ENTRIES PROVIDED
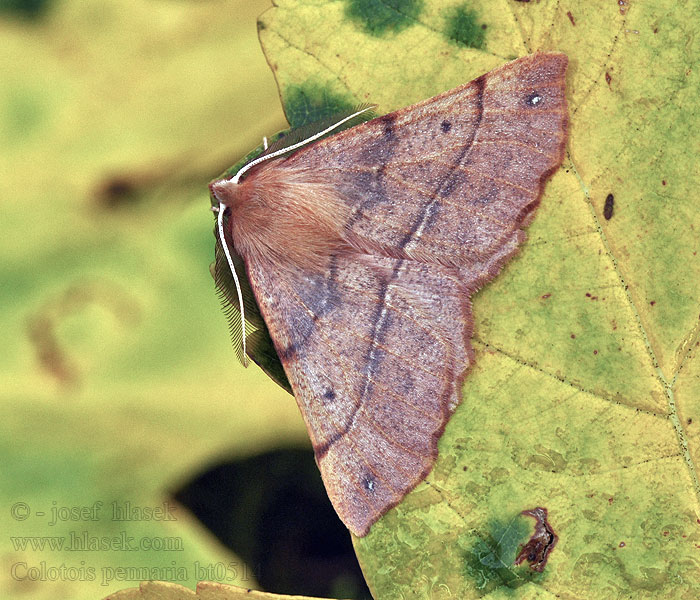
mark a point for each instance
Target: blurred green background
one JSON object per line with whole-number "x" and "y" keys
{"x": 117, "y": 381}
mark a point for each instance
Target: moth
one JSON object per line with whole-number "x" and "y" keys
{"x": 354, "y": 257}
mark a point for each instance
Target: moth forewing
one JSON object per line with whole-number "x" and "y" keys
{"x": 362, "y": 250}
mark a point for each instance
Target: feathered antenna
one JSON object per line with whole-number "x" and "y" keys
{"x": 221, "y": 208}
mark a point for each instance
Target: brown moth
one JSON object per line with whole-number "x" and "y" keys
{"x": 363, "y": 249}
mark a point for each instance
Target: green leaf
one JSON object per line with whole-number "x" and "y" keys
{"x": 585, "y": 397}
{"x": 117, "y": 379}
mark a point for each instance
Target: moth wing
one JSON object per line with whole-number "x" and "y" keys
{"x": 375, "y": 350}
{"x": 454, "y": 178}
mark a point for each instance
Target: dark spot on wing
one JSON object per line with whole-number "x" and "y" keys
{"x": 609, "y": 207}
{"x": 534, "y": 99}
{"x": 388, "y": 122}
{"x": 463, "y": 28}
{"x": 380, "y": 17}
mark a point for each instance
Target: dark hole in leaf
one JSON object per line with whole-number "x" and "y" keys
{"x": 273, "y": 512}
{"x": 609, "y": 207}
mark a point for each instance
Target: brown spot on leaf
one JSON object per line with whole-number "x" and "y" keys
{"x": 537, "y": 549}
{"x": 609, "y": 207}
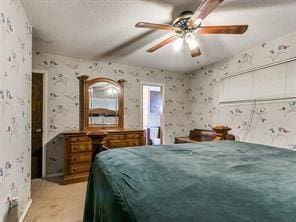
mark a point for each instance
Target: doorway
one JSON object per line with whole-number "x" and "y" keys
{"x": 152, "y": 113}
{"x": 37, "y": 125}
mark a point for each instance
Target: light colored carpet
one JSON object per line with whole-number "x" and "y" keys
{"x": 56, "y": 203}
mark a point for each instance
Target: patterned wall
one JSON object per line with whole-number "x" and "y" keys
{"x": 271, "y": 123}
{"x": 63, "y": 88}
{"x": 15, "y": 106}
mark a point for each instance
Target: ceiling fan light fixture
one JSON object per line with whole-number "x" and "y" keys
{"x": 178, "y": 44}
{"x": 191, "y": 41}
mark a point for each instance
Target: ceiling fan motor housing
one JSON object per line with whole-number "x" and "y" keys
{"x": 182, "y": 23}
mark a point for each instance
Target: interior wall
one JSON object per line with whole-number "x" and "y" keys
{"x": 63, "y": 88}
{"x": 270, "y": 123}
{"x": 15, "y": 108}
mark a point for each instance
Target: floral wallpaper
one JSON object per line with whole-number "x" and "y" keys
{"x": 15, "y": 107}
{"x": 63, "y": 98}
{"x": 270, "y": 123}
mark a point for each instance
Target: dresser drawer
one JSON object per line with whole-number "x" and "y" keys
{"x": 80, "y": 147}
{"x": 81, "y": 157}
{"x": 79, "y": 168}
{"x": 115, "y": 137}
{"x": 133, "y": 136}
{"x": 124, "y": 143}
{"x": 79, "y": 139}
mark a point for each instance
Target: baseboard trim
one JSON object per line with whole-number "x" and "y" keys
{"x": 22, "y": 217}
{"x": 55, "y": 175}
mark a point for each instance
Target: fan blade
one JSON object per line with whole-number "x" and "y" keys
{"x": 161, "y": 44}
{"x": 154, "y": 26}
{"x": 195, "y": 52}
{"x": 205, "y": 8}
{"x": 223, "y": 29}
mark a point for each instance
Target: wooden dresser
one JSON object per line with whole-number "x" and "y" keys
{"x": 79, "y": 149}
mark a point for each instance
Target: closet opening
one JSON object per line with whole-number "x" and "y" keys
{"x": 37, "y": 126}
{"x": 152, "y": 113}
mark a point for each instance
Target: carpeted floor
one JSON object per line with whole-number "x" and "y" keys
{"x": 56, "y": 203}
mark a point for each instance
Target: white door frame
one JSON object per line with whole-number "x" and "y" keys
{"x": 162, "y": 116}
{"x": 44, "y": 118}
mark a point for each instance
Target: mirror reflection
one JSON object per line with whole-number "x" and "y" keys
{"x": 103, "y": 104}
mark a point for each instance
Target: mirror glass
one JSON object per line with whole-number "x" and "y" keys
{"x": 103, "y": 104}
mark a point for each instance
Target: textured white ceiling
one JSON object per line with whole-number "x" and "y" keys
{"x": 104, "y": 29}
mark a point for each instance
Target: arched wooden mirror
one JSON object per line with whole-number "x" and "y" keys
{"x": 101, "y": 104}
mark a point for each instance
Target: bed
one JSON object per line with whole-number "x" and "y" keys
{"x": 205, "y": 182}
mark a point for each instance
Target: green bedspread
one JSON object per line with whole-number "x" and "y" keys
{"x": 213, "y": 182}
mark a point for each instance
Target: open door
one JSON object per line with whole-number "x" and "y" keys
{"x": 37, "y": 108}
{"x": 152, "y": 113}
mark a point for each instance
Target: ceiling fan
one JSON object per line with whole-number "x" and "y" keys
{"x": 189, "y": 24}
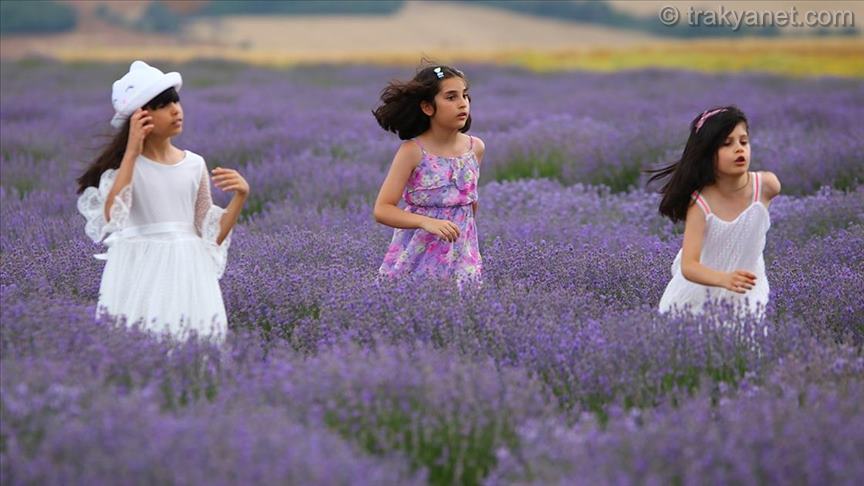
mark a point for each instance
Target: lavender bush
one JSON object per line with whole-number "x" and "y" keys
{"x": 557, "y": 369}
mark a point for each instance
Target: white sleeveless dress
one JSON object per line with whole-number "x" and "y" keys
{"x": 727, "y": 246}
{"x": 163, "y": 263}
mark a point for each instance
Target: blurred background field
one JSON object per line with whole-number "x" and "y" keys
{"x": 558, "y": 370}
{"x": 541, "y": 35}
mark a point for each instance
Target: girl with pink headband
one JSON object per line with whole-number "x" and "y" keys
{"x": 724, "y": 207}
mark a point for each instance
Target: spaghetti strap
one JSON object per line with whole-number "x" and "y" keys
{"x": 422, "y": 148}
{"x": 696, "y": 196}
{"x": 757, "y": 187}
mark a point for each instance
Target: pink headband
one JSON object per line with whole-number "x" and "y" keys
{"x": 706, "y": 115}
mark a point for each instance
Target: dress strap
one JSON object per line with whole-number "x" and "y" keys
{"x": 757, "y": 187}
{"x": 422, "y": 148}
{"x": 696, "y": 196}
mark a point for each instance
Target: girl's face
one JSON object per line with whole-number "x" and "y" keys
{"x": 167, "y": 120}
{"x": 733, "y": 156}
{"x": 452, "y": 104}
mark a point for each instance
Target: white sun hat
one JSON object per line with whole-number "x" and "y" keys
{"x": 141, "y": 84}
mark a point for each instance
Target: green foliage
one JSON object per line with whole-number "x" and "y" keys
{"x": 20, "y": 17}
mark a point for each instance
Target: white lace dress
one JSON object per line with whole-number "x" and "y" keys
{"x": 727, "y": 246}
{"x": 163, "y": 263}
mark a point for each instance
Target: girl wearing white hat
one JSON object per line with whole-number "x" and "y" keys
{"x": 150, "y": 203}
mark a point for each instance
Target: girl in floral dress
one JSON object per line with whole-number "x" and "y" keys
{"x": 435, "y": 172}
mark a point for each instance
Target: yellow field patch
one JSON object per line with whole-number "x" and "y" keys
{"x": 819, "y": 57}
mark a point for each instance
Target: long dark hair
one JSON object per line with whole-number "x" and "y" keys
{"x": 112, "y": 154}
{"x": 695, "y": 169}
{"x": 400, "y": 111}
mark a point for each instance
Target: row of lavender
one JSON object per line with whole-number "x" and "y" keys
{"x": 557, "y": 369}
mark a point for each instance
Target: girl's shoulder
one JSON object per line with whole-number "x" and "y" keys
{"x": 479, "y": 146}
{"x": 770, "y": 184}
{"x": 409, "y": 153}
{"x": 193, "y": 157}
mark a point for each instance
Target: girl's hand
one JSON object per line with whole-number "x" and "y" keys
{"x": 229, "y": 180}
{"x": 140, "y": 125}
{"x": 739, "y": 281}
{"x": 442, "y": 228}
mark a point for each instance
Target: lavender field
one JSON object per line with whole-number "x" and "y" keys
{"x": 558, "y": 370}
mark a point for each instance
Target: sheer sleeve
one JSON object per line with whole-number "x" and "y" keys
{"x": 208, "y": 219}
{"x": 91, "y": 204}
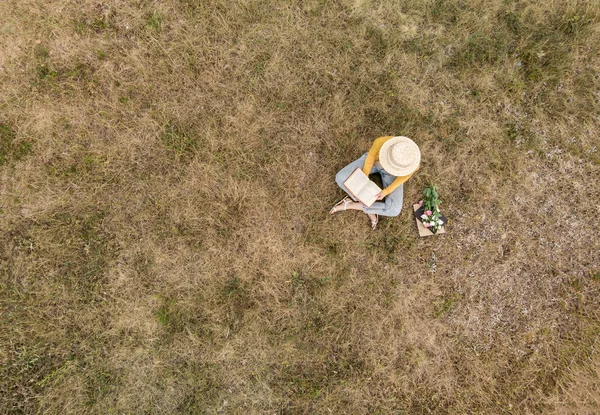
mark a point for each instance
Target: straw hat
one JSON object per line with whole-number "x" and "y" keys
{"x": 400, "y": 156}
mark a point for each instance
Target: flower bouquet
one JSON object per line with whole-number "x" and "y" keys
{"x": 428, "y": 213}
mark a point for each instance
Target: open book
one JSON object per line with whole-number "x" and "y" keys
{"x": 363, "y": 189}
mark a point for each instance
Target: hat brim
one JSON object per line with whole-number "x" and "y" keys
{"x": 398, "y": 171}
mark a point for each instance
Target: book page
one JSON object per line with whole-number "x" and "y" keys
{"x": 361, "y": 187}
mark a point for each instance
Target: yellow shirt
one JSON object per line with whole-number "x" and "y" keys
{"x": 373, "y": 156}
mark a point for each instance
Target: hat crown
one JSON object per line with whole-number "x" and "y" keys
{"x": 402, "y": 154}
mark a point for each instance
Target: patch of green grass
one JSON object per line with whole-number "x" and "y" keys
{"x": 99, "y": 384}
{"x": 10, "y": 147}
{"x": 165, "y": 312}
{"x": 377, "y": 41}
{"x": 481, "y": 48}
{"x": 154, "y": 21}
{"x": 445, "y": 304}
{"x": 181, "y": 142}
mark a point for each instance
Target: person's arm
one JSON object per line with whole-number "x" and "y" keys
{"x": 397, "y": 182}
{"x": 373, "y": 155}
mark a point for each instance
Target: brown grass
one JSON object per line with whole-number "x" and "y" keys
{"x": 166, "y": 169}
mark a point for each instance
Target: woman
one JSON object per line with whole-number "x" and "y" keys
{"x": 396, "y": 159}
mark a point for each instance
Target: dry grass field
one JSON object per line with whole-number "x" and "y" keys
{"x": 166, "y": 171}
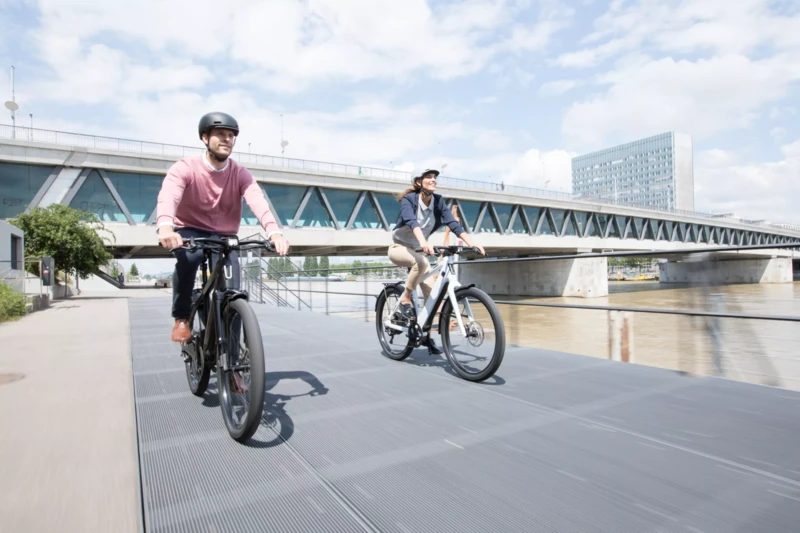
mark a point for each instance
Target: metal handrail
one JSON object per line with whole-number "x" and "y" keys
{"x": 174, "y": 150}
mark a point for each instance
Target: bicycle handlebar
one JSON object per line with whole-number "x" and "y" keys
{"x": 451, "y": 250}
{"x": 229, "y": 243}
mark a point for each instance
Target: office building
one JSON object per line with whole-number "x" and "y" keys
{"x": 656, "y": 172}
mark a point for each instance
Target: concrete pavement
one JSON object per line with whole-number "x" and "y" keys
{"x": 68, "y": 441}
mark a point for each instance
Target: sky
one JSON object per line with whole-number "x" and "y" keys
{"x": 499, "y": 90}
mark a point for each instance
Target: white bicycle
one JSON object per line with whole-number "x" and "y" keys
{"x": 476, "y": 327}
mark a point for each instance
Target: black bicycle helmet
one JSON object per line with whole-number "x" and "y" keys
{"x": 217, "y": 119}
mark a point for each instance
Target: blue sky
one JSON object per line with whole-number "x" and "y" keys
{"x": 498, "y": 90}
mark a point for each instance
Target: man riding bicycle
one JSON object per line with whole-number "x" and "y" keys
{"x": 422, "y": 212}
{"x": 201, "y": 196}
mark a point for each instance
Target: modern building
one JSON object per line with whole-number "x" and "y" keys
{"x": 11, "y": 256}
{"x": 656, "y": 172}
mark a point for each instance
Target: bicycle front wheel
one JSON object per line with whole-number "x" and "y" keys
{"x": 241, "y": 387}
{"x": 476, "y": 353}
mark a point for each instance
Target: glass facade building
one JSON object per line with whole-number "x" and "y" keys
{"x": 655, "y": 172}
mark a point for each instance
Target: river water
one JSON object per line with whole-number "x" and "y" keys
{"x": 755, "y": 351}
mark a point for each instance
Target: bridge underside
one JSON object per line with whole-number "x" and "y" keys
{"x": 352, "y": 441}
{"x": 142, "y": 242}
{"x": 330, "y": 214}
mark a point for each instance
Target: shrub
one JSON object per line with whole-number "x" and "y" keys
{"x": 12, "y": 303}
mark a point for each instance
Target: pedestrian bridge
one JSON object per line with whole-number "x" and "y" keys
{"x": 330, "y": 209}
{"x": 353, "y": 441}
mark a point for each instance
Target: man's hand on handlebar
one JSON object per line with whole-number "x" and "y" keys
{"x": 281, "y": 245}
{"x": 168, "y": 238}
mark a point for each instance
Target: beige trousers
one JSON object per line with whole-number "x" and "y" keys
{"x": 405, "y": 256}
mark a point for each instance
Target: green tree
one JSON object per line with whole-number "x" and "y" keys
{"x": 324, "y": 265}
{"x": 68, "y": 235}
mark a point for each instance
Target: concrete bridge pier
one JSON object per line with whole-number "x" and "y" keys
{"x": 586, "y": 278}
{"x": 721, "y": 271}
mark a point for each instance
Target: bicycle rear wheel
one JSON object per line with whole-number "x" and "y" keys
{"x": 241, "y": 387}
{"x": 384, "y": 307}
{"x": 477, "y": 356}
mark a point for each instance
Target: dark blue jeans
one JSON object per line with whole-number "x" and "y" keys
{"x": 186, "y": 265}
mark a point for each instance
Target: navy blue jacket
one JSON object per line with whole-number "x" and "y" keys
{"x": 441, "y": 214}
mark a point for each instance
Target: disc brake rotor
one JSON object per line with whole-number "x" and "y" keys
{"x": 475, "y": 334}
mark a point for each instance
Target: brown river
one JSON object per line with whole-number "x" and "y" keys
{"x": 755, "y": 351}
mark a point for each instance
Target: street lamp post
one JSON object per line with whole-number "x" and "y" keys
{"x": 12, "y": 106}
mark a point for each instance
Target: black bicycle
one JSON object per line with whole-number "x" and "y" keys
{"x": 229, "y": 343}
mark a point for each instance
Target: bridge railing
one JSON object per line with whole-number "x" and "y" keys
{"x": 174, "y": 150}
{"x": 717, "y": 331}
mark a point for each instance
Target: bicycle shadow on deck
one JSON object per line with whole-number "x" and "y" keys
{"x": 420, "y": 357}
{"x": 279, "y": 425}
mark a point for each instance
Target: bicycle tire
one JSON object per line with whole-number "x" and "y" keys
{"x": 379, "y": 305}
{"x": 499, "y": 328}
{"x": 255, "y": 393}
{"x": 197, "y": 378}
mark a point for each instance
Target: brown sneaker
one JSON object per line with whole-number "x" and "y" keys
{"x": 181, "y": 331}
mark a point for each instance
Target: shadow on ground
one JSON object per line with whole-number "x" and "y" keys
{"x": 274, "y": 418}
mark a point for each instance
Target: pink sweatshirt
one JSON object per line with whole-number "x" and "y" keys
{"x": 194, "y": 195}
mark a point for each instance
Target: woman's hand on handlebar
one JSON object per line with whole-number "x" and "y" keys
{"x": 427, "y": 248}
{"x": 280, "y": 244}
{"x": 168, "y": 238}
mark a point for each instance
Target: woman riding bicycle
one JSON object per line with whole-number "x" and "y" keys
{"x": 422, "y": 212}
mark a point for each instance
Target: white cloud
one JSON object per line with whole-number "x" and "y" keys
{"x": 551, "y": 170}
{"x": 289, "y": 46}
{"x": 719, "y": 27}
{"x": 766, "y": 190}
{"x": 558, "y": 87}
{"x": 700, "y": 97}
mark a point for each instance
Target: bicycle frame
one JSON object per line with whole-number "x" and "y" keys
{"x": 215, "y": 299}
{"x": 445, "y": 286}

TASK BRIEF
Count the lines of the material above that contain the word "wheel", and reply with the number only.

WORKED SOLUTION
2